▸ Entries from a pointing dataset:
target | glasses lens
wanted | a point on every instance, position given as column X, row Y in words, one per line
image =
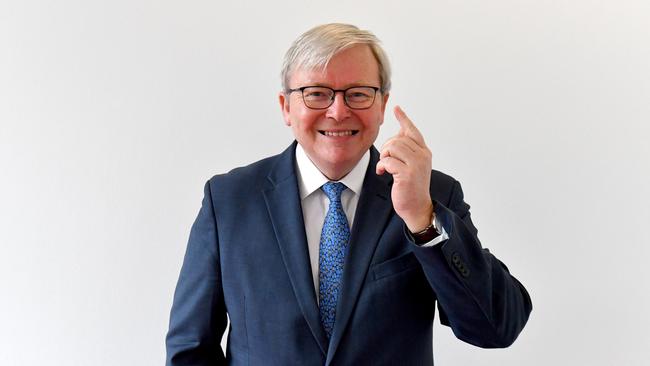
column 360, row 97
column 317, row 97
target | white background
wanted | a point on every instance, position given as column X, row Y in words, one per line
column 114, row 113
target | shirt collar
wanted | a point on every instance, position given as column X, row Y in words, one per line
column 311, row 179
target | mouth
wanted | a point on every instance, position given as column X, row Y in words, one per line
column 338, row 133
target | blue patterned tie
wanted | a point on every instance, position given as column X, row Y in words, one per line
column 333, row 246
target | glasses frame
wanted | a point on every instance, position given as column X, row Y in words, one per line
column 334, row 91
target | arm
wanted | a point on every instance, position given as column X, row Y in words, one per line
column 198, row 315
column 480, row 300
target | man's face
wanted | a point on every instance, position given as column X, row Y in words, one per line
column 336, row 155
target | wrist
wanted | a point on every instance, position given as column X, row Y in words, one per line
column 421, row 221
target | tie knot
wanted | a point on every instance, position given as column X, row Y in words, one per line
column 333, row 190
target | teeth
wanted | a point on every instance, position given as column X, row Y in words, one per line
column 339, row 133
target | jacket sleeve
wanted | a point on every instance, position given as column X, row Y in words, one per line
column 198, row 314
column 477, row 297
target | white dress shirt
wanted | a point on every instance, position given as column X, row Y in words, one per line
column 315, row 203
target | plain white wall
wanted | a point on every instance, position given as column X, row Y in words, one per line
column 114, row 113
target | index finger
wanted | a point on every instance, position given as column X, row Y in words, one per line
column 408, row 127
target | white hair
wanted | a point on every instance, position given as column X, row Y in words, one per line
column 316, row 47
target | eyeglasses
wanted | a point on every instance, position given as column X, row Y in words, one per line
column 321, row 97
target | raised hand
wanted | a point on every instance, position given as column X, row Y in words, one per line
column 407, row 157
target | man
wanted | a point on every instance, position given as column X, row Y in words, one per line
column 333, row 253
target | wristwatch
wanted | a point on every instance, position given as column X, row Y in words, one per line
column 426, row 235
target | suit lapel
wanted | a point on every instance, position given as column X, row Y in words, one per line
column 373, row 212
column 283, row 203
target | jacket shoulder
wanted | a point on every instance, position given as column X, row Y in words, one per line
column 245, row 178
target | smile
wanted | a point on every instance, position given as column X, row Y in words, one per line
column 338, row 133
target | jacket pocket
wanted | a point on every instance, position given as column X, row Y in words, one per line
column 394, row 266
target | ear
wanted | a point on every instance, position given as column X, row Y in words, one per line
column 384, row 102
column 284, row 106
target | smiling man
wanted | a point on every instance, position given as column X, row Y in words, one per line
column 334, row 253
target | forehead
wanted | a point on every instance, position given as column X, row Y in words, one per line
column 356, row 65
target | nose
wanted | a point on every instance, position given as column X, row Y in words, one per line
column 338, row 111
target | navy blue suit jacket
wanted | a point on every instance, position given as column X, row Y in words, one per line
column 247, row 258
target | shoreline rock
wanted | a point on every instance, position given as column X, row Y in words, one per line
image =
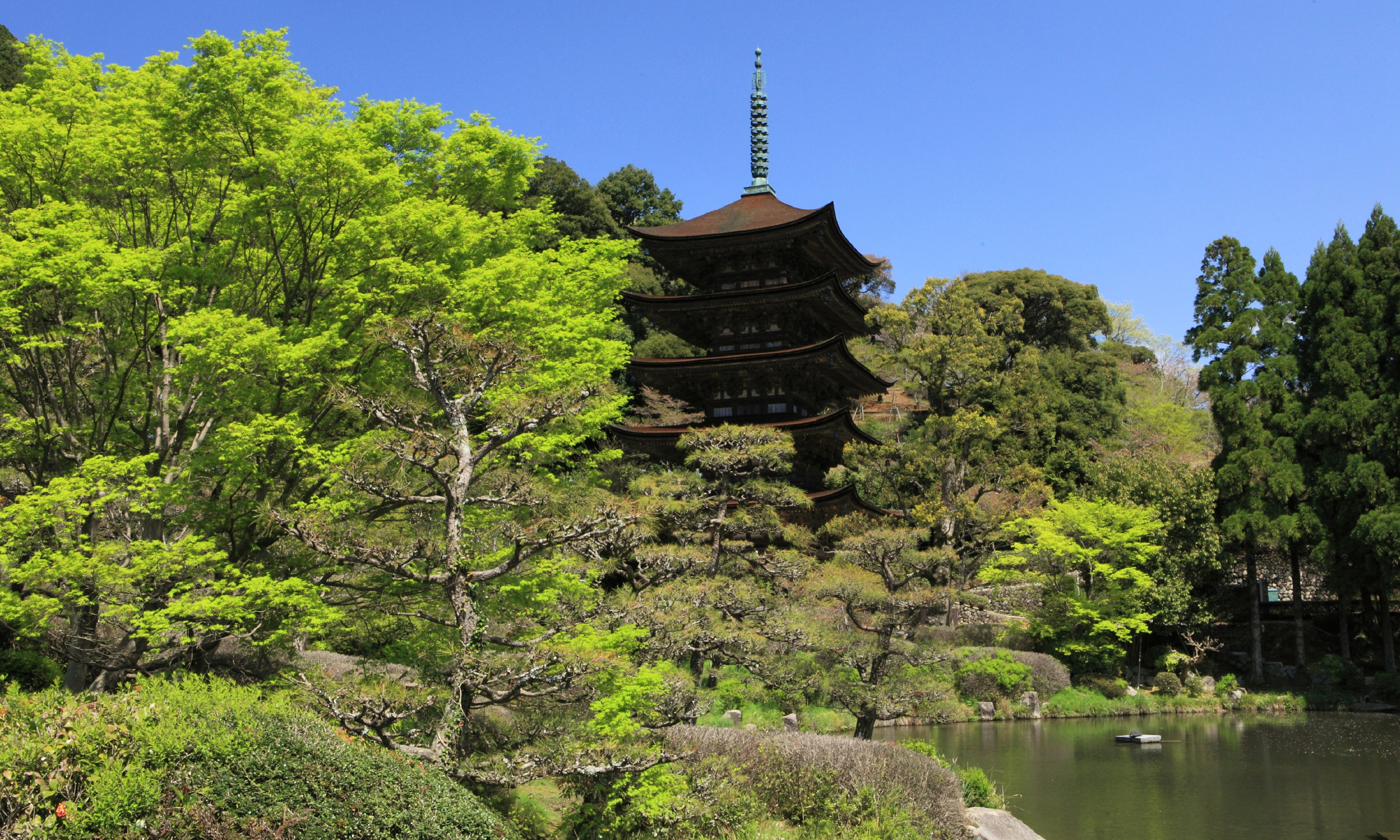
column 993, row 824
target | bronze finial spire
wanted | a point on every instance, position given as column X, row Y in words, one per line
column 760, row 131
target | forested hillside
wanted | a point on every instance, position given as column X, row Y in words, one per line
column 307, row 478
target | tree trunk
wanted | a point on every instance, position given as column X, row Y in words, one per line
column 82, row 639
column 716, row 540
column 128, row 654
column 1256, row 628
column 1343, row 629
column 1298, row 610
column 1368, row 615
column 1388, row 640
column 866, row 724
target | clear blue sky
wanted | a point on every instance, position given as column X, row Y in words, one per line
column 1105, row 142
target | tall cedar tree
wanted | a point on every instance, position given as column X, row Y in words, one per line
column 1348, row 355
column 1245, row 327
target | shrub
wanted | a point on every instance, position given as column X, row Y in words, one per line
column 1048, row 674
column 180, row 755
column 992, row 677
column 1343, row 673
column 1388, row 688
column 978, row 790
column 807, row 779
column 1168, row 684
column 31, row 671
column 1111, row 687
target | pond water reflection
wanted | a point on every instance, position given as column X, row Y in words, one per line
column 1322, row 776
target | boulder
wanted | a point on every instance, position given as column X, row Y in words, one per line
column 993, row 824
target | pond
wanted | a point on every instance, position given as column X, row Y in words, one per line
column 1322, row 776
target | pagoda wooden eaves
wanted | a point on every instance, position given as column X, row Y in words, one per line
column 828, row 309
column 828, row 370
column 751, row 234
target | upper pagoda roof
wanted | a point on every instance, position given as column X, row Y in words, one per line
column 828, row 304
column 694, row 380
column 838, row 421
column 706, row 246
column 750, row 214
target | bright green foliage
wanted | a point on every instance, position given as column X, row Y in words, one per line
column 639, row 701
column 1186, row 572
column 76, row 545
column 635, row 200
column 992, row 677
column 1091, row 558
column 188, row 758
column 212, row 275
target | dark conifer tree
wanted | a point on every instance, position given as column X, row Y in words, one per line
column 12, row 61
column 1348, row 354
column 1245, row 328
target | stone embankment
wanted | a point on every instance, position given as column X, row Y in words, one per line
column 992, row 824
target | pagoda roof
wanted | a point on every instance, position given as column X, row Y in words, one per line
column 696, row 248
column 685, row 314
column 838, row 421
column 688, row 379
column 750, row 214
column 844, row 500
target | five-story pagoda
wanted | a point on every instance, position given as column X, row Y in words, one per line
column 775, row 310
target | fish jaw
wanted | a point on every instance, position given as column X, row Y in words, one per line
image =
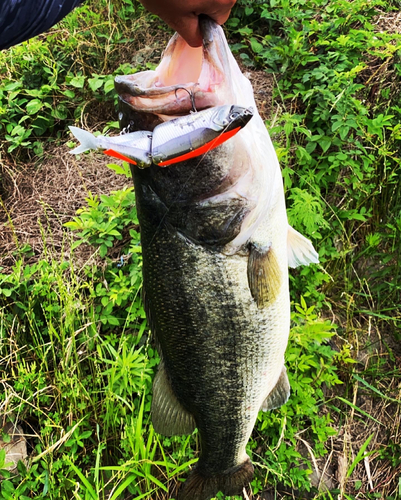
column 186, row 77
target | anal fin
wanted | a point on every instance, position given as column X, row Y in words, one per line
column 264, row 274
column 169, row 417
column 300, row 249
column 280, row 394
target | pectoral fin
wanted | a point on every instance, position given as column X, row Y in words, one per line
column 264, row 274
column 169, row 417
column 280, row 394
column 300, row 250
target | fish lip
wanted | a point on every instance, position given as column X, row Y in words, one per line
column 134, row 90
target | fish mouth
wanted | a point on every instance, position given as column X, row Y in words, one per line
column 187, row 79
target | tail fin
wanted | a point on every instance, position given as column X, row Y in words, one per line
column 203, row 487
column 87, row 140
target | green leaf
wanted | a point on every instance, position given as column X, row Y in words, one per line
column 78, row 82
column 325, row 143
column 33, row 106
column 95, row 83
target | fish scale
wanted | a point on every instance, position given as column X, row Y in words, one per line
column 216, row 249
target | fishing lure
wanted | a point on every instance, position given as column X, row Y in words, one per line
column 172, row 141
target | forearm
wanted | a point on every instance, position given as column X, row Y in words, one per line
column 182, row 15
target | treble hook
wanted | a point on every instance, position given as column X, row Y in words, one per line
column 191, row 96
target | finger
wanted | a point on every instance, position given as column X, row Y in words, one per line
column 188, row 28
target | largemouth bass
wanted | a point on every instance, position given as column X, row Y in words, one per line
column 216, row 250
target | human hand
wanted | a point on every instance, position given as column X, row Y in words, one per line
column 182, row 15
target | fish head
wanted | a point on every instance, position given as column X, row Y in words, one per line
column 187, row 79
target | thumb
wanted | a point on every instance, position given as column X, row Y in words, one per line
column 188, row 27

▸ EXERCISE INSTRUCTIONS:
Reproduce the rows above word for word, beginning at the line containing "target | green leaf" and continuing through the line containing "column 172, row 141".

▸ OUTPUT FOR THIS TASK:
target | green leaf
wanted | a point on every instance, position given as column X, row Y in words, one per line
column 78, row 82
column 325, row 143
column 33, row 106
column 95, row 83
target | fish scale
wanted | a point on every instance, position given as column X, row Y in words, one per line
column 216, row 249
target | fishing lure
wanted | a point on every instance, position given as column X, row Y in words, one per line
column 172, row 141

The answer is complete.